Record excerpts —
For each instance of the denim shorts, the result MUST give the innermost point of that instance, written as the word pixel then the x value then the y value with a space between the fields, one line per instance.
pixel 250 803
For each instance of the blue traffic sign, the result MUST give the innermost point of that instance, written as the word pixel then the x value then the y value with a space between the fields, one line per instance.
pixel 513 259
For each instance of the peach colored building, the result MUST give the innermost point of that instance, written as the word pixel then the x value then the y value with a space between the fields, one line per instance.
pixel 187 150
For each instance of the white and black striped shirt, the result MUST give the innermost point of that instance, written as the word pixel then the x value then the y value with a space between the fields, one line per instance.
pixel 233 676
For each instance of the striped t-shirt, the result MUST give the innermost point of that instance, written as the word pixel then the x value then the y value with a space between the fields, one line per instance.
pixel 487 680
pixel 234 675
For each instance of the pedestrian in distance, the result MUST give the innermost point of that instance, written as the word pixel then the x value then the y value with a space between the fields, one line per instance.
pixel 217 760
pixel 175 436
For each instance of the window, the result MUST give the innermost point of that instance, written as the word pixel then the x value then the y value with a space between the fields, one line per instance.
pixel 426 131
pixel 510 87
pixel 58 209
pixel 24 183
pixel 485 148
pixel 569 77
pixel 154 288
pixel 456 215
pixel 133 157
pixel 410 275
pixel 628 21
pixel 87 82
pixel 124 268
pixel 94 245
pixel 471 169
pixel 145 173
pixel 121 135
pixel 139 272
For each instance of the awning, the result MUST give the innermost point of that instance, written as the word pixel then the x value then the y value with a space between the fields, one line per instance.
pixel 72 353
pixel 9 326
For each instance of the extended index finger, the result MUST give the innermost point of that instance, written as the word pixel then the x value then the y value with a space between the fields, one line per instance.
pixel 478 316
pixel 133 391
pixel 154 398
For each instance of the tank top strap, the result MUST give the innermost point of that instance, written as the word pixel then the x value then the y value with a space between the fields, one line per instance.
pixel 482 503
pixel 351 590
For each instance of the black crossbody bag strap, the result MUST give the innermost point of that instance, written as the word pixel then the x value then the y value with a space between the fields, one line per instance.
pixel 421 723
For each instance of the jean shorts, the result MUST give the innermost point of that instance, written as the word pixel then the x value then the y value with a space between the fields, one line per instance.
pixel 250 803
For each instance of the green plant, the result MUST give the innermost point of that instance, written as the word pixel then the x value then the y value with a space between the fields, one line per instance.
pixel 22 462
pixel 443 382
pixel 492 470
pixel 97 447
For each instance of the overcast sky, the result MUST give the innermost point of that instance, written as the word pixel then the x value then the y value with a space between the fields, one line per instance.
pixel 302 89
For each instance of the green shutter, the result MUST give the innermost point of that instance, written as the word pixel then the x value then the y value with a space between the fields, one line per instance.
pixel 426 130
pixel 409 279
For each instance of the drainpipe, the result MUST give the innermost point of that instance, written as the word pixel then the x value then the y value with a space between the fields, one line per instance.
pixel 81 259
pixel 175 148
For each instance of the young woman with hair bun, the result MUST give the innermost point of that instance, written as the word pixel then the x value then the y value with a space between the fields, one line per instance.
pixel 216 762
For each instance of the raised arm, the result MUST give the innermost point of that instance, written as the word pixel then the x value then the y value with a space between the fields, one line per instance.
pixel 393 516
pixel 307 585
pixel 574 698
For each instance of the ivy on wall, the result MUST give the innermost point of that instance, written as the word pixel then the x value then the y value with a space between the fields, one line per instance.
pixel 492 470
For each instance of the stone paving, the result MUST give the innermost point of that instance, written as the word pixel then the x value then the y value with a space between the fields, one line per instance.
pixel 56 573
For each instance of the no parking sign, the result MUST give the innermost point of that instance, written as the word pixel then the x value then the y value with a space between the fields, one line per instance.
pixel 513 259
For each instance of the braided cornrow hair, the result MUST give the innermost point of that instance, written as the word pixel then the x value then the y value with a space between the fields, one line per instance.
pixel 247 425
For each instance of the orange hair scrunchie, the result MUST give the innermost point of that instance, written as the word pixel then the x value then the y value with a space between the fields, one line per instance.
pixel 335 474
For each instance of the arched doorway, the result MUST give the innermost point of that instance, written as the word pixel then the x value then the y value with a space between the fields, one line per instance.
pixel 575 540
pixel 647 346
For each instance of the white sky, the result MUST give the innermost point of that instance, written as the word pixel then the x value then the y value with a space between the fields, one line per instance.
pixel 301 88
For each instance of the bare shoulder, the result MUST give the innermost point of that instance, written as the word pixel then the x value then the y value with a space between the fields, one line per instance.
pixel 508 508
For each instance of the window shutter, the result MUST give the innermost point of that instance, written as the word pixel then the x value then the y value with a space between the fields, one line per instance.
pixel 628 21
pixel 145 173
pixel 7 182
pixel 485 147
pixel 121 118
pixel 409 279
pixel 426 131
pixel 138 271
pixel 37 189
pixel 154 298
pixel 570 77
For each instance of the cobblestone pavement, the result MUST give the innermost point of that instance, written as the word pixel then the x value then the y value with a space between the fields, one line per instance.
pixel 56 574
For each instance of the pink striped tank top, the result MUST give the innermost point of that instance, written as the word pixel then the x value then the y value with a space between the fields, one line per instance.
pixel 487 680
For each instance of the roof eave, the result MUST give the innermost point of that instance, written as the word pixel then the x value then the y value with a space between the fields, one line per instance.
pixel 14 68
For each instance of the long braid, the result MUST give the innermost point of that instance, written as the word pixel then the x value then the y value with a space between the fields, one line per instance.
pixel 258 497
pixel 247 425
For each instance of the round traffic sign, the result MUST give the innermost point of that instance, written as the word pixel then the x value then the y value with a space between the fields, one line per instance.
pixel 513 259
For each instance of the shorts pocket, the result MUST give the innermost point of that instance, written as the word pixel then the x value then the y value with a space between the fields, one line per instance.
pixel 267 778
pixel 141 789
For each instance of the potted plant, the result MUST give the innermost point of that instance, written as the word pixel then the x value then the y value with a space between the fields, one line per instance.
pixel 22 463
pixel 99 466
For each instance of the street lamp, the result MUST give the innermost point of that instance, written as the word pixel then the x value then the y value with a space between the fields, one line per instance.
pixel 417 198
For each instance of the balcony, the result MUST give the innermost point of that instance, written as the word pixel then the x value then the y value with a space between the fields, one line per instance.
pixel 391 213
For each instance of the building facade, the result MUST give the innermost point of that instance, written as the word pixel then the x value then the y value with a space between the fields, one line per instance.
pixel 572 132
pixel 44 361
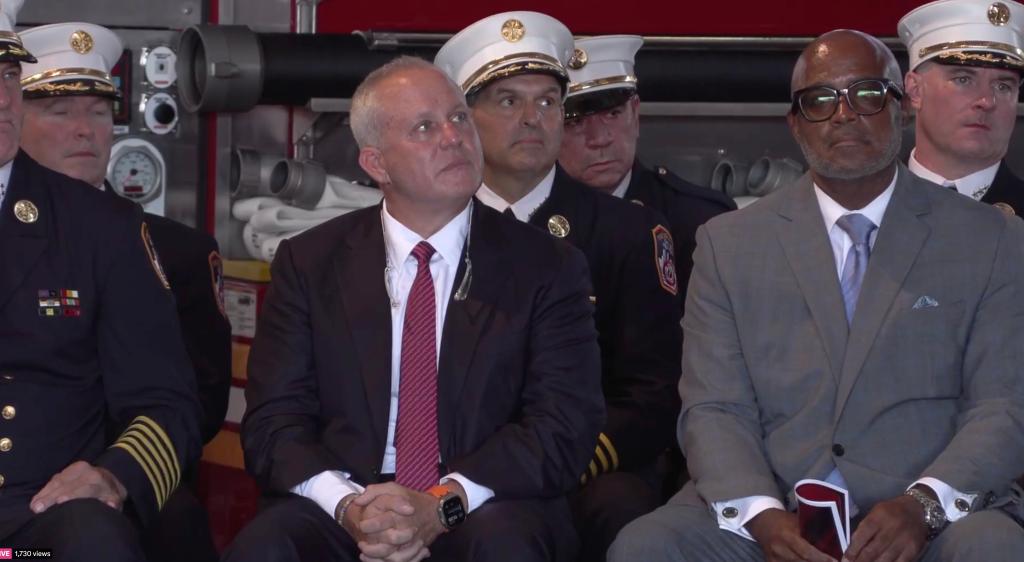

What you need to do —
Render as a numbered list the lines starting with the one containing "For each instance of the extended" and going on through the one containing "pixel 154 398", leaving out any blank lines.

Solution to this task —
1. For each instance of the extended index finger, the result MUST give the innermost point of that instance, written as the word pixel then the x value then the y value with a space between the fields, one line per instance.
2. pixel 478 316
3. pixel 133 391
4. pixel 154 398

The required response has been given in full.